__GOAL OF THE EXERCISE__: At the line containing "Identify any visible spiky pandanus leaf.", begin retyping, and continue word for word until the records below run out.

(Referring expression grounding data)

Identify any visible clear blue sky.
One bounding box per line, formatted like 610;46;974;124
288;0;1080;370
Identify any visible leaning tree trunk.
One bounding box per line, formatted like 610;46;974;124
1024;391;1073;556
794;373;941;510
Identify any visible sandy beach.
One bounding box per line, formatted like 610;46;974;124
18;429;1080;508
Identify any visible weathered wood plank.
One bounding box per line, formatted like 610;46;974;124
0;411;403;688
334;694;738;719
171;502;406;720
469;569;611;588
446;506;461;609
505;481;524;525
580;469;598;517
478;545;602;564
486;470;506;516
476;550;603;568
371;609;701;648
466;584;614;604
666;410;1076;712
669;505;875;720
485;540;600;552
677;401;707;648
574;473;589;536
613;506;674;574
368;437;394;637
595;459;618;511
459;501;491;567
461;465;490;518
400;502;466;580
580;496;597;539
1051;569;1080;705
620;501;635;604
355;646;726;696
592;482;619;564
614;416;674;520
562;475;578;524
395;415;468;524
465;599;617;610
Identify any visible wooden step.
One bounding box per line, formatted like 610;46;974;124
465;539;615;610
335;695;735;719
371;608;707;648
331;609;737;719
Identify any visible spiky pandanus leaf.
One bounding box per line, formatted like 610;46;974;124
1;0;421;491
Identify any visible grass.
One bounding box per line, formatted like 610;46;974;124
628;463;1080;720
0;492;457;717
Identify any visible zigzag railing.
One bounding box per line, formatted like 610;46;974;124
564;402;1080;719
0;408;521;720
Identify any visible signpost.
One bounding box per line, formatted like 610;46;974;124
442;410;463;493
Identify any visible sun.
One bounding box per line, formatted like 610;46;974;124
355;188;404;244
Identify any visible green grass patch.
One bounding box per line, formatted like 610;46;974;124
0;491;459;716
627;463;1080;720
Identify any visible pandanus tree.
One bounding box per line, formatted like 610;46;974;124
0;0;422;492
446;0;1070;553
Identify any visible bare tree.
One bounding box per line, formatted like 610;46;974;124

__TASK ANSWER__:
Identify any visible spiky pandanus leaf.
One bounding box per line, formatted like 610;46;974;124
1;0;421;491
Identify any visible grass.
One bounding box per line, formatted like 610;46;974;124
628;463;1080;720
0;492;457;717
Identify any visible zigzag railing.
One bounding box per line, formatted like 610;46;974;124
564;402;1080;719
0;408;521;720
Identify any visible signpost.
One bounding box per line, formatted like 610;46;974;124
442;410;463;493
Identify any visible sun.
One bounding box per line, formatted like 610;46;974;124
355;188;404;244
Identify any visible green grass patch.
One bounding box per line, formatted like 610;46;974;124
0;491;459;716
627;463;1080;720
Identify any visible pandanus tree.
One bounding box per line, formatted like 610;46;974;124
0;0;422;492
446;0;1070;553
Identify any visible bare tree.
One bounding box per line, formatted like 610;46;974;124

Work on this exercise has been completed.